**Exercise directions:**
Write out the whole listing word for word.

[Records from a dataset]
______________________________

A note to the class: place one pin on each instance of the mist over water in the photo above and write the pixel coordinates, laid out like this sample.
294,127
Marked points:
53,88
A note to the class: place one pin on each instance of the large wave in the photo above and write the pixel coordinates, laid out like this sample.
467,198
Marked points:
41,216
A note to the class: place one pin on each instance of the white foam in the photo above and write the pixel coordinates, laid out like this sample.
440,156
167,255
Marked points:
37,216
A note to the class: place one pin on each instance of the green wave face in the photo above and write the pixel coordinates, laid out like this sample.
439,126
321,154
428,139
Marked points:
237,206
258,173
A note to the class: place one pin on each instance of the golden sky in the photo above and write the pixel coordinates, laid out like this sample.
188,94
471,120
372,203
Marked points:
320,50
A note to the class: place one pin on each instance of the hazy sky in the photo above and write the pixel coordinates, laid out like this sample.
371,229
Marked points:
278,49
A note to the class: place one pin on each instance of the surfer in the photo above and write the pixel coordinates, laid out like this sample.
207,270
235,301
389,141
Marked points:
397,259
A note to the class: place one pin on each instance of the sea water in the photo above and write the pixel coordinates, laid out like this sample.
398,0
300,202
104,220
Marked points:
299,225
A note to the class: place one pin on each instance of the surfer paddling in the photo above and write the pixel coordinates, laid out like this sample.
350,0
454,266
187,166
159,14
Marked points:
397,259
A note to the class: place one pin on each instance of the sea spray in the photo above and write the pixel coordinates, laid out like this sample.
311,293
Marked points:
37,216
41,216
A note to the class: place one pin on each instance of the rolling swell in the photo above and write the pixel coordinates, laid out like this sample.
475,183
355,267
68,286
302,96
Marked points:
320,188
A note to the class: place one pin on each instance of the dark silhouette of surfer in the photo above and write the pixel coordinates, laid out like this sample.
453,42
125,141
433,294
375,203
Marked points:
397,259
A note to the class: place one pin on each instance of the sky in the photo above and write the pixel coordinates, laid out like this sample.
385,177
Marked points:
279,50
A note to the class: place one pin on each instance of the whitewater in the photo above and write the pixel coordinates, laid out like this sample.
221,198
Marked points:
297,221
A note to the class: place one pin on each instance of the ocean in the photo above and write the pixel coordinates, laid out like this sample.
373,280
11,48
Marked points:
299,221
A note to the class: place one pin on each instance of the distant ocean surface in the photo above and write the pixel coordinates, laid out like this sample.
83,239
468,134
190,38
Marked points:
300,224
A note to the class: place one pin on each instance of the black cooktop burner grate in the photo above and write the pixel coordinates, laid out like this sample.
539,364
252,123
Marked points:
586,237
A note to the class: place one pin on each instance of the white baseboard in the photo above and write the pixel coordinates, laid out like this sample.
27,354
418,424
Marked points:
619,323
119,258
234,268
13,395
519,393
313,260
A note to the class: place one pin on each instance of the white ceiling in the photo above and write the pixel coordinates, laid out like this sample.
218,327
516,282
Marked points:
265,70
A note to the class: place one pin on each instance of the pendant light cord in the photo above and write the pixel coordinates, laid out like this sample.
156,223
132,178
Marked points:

______________________________

**Expected answer:**
A note to the class: place one pin on each instance of the mist over water in the photo above and write the pixel coordinates, laid out like this sample.
294,127
Marked points:
53,88
A note to the class: place one pin on each instance of the large wave in the photo above and write the pixel coordinates, laid out like this sample.
467,198
Marked points:
41,216
A note to the class: place one pin on each instance of the white foam in the photo above and write the pixel coordinates, laid out like this sample.
440,156
167,255
Marked points:
37,216
A note to the class: place one pin on each instance of the green wave face in the photo above and write the pixel coordinates, laid out like this sample.
439,126
321,154
428,139
Marked points:
237,206
258,173
A note to the class: place one pin on each instance of the golden sky in the photo above and write the pixel coordinates, laid out like this sample.
188,94
471,120
372,203
Marked points:
320,50
A note to the class: place one pin on each instance of the hazy sky in the photo above and write the pixel coordinates, laid out like this sample.
371,229
Marked points:
278,49
A note to the class: place one pin on each instance of the surfer in the photo above and write the pixel coordinates, laid out like this sample.
207,270
235,301
389,141
Marked points:
397,259
A note to the class: place one pin on each instance of the sea water in the photo above and write the pixel coordinates, laid out like this sample.
398,0
300,202
104,220
Marked points:
299,225
A note to the class: place one pin on each instance of the surfer paddling in the photo above and write the pixel coordinates, laid out like this sample.
350,0
454,266
187,166
159,14
Marked points:
397,259
A note to the class: place one pin on each instance of the sea spray in the photo above and write the pixel coordinates, laid out like this sample.
311,293
Marked points:
37,216
41,216
A note to the class: place one pin on each instance of the rolling swell in the photo above and write the pixel coordinates, laid out like this sample.
475,183
355,267
68,286
302,96
Marked points:
320,188
A note to the class: place one pin on each instance of the dark silhouette of surfer in the photo above and write the pixel coordinates, laid out like this sample.
453,42
125,141
433,294
375,203
Marked points:
397,259
A note to the class: place one pin on each instance of the sky in the photo above and write the pixel coordinates, laid out like this sample.
385,177
Marked points:
279,50
A note to the class: place one pin on each instance of the whitewater in the photo above and write the pixel coordinates, laid out like this sample.
221,198
Marked points:
297,221
A note to the class: place one pin on each instance of the ocean in the photo above and write the pixel coordinates, laid out like this sample.
373,280
11,48
Marked points:
299,221
A note to the class: place one pin on each instance of the distant ocean surface in the photo above and write the pixel coordinates, laid out like this sample.
83,239
468,134
190,38
Marked points:
300,224
A note to the class: place one pin on each instance of the black cooktop burner grate in the photo above and write the pixel coordinates, laid out like this sample.
539,364
252,123
Marked points:
586,237
A note to the class: place one pin on each instance of the white baseboard in the photo above and write the pixel coordinates, laid out like this sample.
27,354
418,424
Marked points:
619,323
119,258
234,268
13,395
519,393
313,260
A note to the class: place one pin on each instance of the white ceiling in the photo above and write the pixel coordinates, laid out like this sample.
218,327
516,282
Marked points:
265,70
A note to the class: place one pin on each instance of the pendant light cord in the photo above and write the pixel coordinates, laid out like this sample.
156,223
132,178
Marked points:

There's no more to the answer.